---------- Extracted information
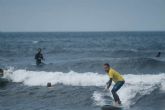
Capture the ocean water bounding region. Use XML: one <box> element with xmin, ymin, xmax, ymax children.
<box><xmin>0</xmin><ymin>32</ymin><xmax>165</xmax><ymax>110</ymax></box>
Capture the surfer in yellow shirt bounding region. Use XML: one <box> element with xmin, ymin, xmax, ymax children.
<box><xmin>104</xmin><ymin>63</ymin><xmax>125</xmax><ymax>105</ymax></box>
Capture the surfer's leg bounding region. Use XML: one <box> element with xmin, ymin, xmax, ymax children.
<box><xmin>111</xmin><ymin>81</ymin><xmax>124</xmax><ymax>104</ymax></box>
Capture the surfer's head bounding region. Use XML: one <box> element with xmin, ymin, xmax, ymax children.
<box><xmin>38</xmin><ymin>48</ymin><xmax>42</xmax><ymax>53</ymax></box>
<box><xmin>104</xmin><ymin>63</ymin><xmax>110</xmax><ymax>73</ymax></box>
<box><xmin>0</xmin><ymin>69</ymin><xmax>4</xmax><ymax>76</ymax></box>
<box><xmin>47</xmin><ymin>82</ymin><xmax>52</xmax><ymax>87</ymax></box>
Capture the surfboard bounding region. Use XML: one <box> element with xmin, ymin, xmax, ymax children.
<box><xmin>101</xmin><ymin>105</ymin><xmax>123</xmax><ymax>110</ymax></box>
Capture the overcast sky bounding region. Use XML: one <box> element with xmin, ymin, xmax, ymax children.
<box><xmin>0</xmin><ymin>0</ymin><xmax>165</xmax><ymax>31</ymax></box>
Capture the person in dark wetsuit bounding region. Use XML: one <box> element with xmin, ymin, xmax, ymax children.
<box><xmin>35</xmin><ymin>48</ymin><xmax>44</xmax><ymax>66</ymax></box>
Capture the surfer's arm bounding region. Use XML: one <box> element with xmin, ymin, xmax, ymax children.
<box><xmin>107</xmin><ymin>78</ymin><xmax>112</xmax><ymax>89</ymax></box>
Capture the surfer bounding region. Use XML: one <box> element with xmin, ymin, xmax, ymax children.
<box><xmin>35</xmin><ymin>48</ymin><xmax>44</xmax><ymax>66</ymax></box>
<box><xmin>0</xmin><ymin>69</ymin><xmax>4</xmax><ymax>77</ymax></box>
<box><xmin>104</xmin><ymin>63</ymin><xmax>125</xmax><ymax>105</ymax></box>
<box><xmin>156</xmin><ymin>52</ymin><xmax>161</xmax><ymax>57</ymax></box>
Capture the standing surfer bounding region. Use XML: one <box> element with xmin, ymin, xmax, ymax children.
<box><xmin>35</xmin><ymin>48</ymin><xmax>44</xmax><ymax>66</ymax></box>
<box><xmin>104</xmin><ymin>63</ymin><xmax>125</xmax><ymax>105</ymax></box>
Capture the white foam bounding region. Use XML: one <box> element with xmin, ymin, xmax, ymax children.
<box><xmin>6</xmin><ymin>70</ymin><xmax>108</xmax><ymax>86</ymax></box>
<box><xmin>32</xmin><ymin>41</ymin><xmax>39</xmax><ymax>44</ymax></box>
<box><xmin>5</xmin><ymin>70</ymin><xmax>165</xmax><ymax>106</ymax></box>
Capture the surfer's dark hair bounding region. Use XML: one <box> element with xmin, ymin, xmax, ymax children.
<box><xmin>104</xmin><ymin>63</ymin><xmax>110</xmax><ymax>67</ymax></box>
<box><xmin>0</xmin><ymin>69</ymin><xmax>3</xmax><ymax>73</ymax></box>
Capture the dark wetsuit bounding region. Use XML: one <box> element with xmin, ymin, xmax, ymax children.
<box><xmin>35</xmin><ymin>52</ymin><xmax>44</xmax><ymax>65</ymax></box>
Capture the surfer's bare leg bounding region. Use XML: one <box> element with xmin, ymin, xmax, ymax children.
<box><xmin>111</xmin><ymin>81</ymin><xmax>124</xmax><ymax>104</ymax></box>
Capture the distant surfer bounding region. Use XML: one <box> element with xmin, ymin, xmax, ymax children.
<box><xmin>156</xmin><ymin>52</ymin><xmax>161</xmax><ymax>57</ymax></box>
<box><xmin>35</xmin><ymin>48</ymin><xmax>44</xmax><ymax>66</ymax></box>
<box><xmin>104</xmin><ymin>63</ymin><xmax>125</xmax><ymax>105</ymax></box>
<box><xmin>0</xmin><ymin>69</ymin><xmax>4</xmax><ymax>77</ymax></box>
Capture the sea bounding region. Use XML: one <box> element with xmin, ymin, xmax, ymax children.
<box><xmin>0</xmin><ymin>31</ymin><xmax>165</xmax><ymax>110</ymax></box>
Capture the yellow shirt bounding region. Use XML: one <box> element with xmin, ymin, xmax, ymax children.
<box><xmin>108</xmin><ymin>68</ymin><xmax>124</xmax><ymax>83</ymax></box>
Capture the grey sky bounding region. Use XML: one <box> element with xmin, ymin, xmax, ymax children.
<box><xmin>0</xmin><ymin>0</ymin><xmax>165</xmax><ymax>31</ymax></box>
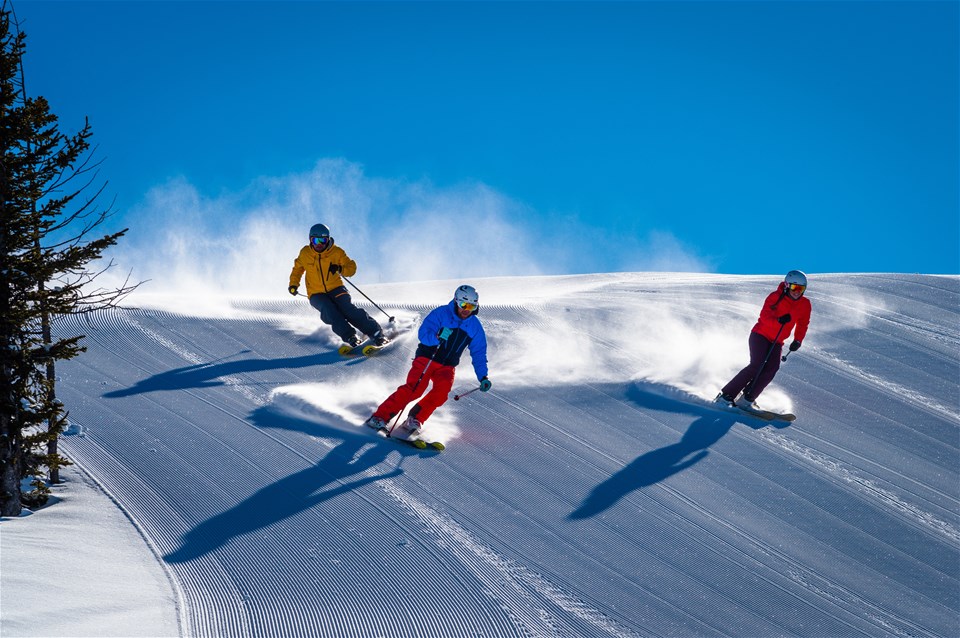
--------------------
Required task. Pull out every line of the items that contains the word "yellow", matching case exactly.

Response to the task.
Capture the surfer in yellow shirt bounding region. Use XML: one <box> element with xmin, ymin, xmax, ymax children.
Capture the yellow shirt bounding region. Use XML: one <box> element with xmin, ymin, xmax, ymax children.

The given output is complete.